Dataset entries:
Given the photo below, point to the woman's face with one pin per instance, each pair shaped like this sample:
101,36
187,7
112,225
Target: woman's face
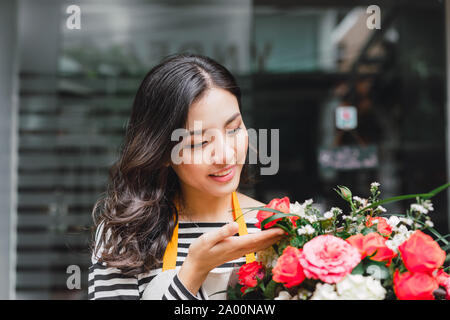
222,144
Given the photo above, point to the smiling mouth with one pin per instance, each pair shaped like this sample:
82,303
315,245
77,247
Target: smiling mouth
223,172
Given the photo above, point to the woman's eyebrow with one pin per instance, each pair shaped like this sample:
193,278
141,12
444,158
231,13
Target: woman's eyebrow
234,116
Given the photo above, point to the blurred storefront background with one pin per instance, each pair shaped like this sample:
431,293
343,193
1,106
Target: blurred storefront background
66,94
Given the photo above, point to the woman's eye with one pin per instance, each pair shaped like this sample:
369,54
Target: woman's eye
192,146
235,130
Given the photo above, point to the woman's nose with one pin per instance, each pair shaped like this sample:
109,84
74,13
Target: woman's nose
224,151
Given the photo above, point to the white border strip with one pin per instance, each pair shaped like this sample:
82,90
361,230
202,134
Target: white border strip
447,38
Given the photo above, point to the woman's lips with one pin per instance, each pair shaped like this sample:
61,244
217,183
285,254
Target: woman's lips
226,177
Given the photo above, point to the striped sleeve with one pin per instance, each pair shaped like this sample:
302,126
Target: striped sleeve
177,291
107,283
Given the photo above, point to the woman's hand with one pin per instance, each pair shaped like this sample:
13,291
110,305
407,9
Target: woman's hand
217,247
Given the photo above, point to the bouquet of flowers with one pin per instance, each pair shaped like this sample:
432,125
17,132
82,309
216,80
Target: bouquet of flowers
363,255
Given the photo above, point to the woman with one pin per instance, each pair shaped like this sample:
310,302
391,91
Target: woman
167,222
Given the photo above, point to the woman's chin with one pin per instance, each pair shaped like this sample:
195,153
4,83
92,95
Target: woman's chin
221,186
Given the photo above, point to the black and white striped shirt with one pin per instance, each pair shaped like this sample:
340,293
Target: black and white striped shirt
107,283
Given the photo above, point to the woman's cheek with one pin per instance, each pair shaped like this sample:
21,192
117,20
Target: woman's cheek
242,147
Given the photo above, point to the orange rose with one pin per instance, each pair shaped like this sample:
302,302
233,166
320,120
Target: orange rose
249,273
277,204
372,244
382,226
288,269
414,286
420,253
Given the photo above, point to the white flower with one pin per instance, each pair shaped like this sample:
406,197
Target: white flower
336,211
357,287
311,218
407,221
398,239
308,229
419,208
268,257
324,291
428,205
393,221
374,185
328,215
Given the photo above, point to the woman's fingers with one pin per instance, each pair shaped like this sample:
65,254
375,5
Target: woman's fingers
250,242
211,238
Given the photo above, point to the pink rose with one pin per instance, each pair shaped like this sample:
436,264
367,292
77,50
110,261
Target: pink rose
328,258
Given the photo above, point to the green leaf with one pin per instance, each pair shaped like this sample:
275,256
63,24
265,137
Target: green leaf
359,269
298,241
367,230
377,270
408,196
269,293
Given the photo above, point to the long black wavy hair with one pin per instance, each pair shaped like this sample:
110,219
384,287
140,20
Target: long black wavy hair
136,214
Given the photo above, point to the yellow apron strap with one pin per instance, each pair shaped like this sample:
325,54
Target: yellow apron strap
170,255
237,212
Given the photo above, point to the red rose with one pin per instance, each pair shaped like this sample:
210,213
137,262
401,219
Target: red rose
443,280
372,244
357,241
420,253
288,269
382,226
414,286
248,274
276,204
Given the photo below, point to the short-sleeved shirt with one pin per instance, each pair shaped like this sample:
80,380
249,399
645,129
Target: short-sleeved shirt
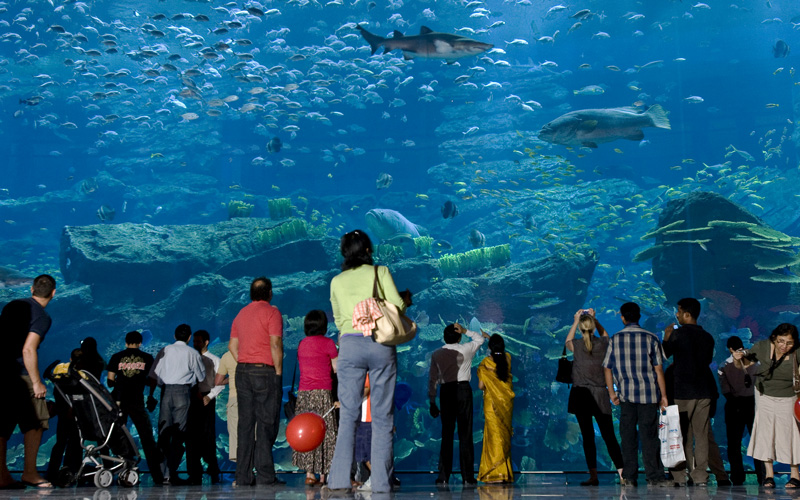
632,355
253,326
227,366
18,318
130,368
692,351
314,356
772,381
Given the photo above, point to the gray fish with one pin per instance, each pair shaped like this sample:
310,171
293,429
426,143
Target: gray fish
477,238
428,44
384,181
588,127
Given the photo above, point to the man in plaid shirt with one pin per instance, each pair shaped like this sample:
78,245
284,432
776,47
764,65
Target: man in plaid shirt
634,361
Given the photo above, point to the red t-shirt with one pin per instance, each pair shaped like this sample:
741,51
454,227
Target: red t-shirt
314,355
253,326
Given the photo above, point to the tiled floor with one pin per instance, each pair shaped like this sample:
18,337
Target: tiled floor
417,486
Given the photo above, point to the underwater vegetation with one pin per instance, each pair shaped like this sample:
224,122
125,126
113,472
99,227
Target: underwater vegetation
280,208
474,261
292,230
238,208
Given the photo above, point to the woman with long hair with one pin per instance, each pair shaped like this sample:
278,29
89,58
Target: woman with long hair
359,354
494,379
775,435
589,396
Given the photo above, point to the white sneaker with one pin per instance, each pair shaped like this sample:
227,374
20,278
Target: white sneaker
366,486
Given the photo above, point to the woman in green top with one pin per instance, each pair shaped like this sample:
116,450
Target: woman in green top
775,435
359,355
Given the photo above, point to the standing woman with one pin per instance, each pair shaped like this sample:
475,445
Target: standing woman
775,434
359,354
589,395
316,356
494,379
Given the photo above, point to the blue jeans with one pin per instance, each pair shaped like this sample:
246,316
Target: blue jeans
259,394
358,356
172,427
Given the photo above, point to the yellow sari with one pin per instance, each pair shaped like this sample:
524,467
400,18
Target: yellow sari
498,405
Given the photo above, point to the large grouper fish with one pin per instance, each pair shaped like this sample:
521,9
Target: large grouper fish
588,127
428,44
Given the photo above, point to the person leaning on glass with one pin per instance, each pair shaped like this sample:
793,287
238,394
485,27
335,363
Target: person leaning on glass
775,433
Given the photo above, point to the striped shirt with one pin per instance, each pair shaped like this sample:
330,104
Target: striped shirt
631,356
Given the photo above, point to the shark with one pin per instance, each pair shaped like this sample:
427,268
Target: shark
428,44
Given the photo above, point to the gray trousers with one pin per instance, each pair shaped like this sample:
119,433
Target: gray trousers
358,356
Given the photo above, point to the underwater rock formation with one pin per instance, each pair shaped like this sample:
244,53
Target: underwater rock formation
706,244
151,261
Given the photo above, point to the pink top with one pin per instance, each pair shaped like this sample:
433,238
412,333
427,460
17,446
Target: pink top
314,355
253,326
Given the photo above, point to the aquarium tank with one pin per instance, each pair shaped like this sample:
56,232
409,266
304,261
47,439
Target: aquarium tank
513,161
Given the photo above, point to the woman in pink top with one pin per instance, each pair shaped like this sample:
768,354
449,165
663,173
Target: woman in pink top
316,357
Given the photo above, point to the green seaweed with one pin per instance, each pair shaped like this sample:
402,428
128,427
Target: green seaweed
280,208
238,208
292,230
423,245
474,261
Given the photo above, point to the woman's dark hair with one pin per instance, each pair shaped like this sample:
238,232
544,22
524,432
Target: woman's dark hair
316,323
785,329
497,348
356,248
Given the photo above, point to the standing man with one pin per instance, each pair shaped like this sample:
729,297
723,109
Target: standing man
451,366
257,346
128,376
24,325
178,368
692,350
736,377
202,417
634,362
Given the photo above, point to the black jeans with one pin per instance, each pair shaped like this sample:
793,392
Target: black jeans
138,414
259,394
645,417
455,398
606,425
203,442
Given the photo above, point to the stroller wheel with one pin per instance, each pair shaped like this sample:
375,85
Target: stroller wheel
128,478
103,478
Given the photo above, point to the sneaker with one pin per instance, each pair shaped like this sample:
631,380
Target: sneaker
366,486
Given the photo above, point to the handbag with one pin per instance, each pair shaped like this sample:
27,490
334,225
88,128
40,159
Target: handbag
393,327
564,373
669,432
290,406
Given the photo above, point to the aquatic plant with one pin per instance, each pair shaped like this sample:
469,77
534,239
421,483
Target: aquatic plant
423,245
474,261
280,208
292,230
238,208
387,254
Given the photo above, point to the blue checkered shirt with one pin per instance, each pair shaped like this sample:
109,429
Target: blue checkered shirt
632,355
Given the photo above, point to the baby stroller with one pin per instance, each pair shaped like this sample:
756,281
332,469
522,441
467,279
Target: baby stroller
108,447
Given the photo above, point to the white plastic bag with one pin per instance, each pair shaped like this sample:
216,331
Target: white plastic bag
669,432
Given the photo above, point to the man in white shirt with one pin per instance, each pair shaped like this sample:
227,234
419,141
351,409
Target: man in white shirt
202,417
177,368
451,367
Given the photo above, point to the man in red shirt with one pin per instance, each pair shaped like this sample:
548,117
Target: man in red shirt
257,346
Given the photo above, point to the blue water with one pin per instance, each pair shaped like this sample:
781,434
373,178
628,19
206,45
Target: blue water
147,162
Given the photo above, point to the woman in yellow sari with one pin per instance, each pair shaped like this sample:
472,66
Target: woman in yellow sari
494,379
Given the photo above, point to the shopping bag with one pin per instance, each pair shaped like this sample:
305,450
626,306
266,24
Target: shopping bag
669,432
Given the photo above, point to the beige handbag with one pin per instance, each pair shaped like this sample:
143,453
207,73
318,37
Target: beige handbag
394,327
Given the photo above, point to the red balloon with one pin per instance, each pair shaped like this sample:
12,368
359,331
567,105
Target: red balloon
305,432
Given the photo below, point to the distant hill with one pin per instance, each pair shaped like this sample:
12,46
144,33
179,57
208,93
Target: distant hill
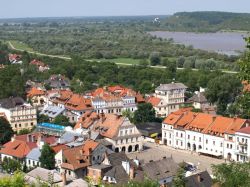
207,21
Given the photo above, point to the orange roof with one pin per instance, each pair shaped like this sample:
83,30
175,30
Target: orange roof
37,63
108,125
186,118
86,120
78,157
59,147
246,86
237,124
35,92
154,100
78,102
201,122
17,148
47,139
13,57
173,117
219,126
89,146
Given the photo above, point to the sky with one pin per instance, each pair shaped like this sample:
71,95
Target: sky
66,8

**What you should do**
Your reply should be only the number of lines in the preceding data that include the word "below".

**Written answer**
3